AIM OF THE EXERCISE: Reproduce every one of the following items word for word, with nothing changed.

EXERCISE MATERIAL:
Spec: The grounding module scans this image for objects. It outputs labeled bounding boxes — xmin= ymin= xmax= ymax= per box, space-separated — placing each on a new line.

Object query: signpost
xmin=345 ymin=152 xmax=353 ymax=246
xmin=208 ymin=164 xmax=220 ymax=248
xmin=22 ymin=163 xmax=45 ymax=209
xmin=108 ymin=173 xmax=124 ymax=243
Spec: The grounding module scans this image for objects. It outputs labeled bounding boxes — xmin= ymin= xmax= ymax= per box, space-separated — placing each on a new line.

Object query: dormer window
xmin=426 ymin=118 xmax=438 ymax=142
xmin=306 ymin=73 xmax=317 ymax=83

RESPONSE TO THE TASK:
Spec: The grounding module scans this image for objects. It outputs labeled bounding boxes — xmin= ymin= xmax= ymax= per box, space-separated — placing each on a new line.

Object query: signpost
xmin=345 ymin=152 xmax=353 ymax=246
xmin=208 ymin=164 xmax=220 ymax=248
xmin=22 ymin=163 xmax=45 ymax=209
xmin=108 ymin=173 xmax=124 ymax=243
Spec: The grounding module scans this image for objects. It outputs labeled bounding boxes — xmin= ymin= xmax= ymax= per box, space-separated — placing each on a new line.

Object query: dormer window
xmin=426 ymin=118 xmax=438 ymax=142
xmin=306 ymin=73 xmax=317 ymax=83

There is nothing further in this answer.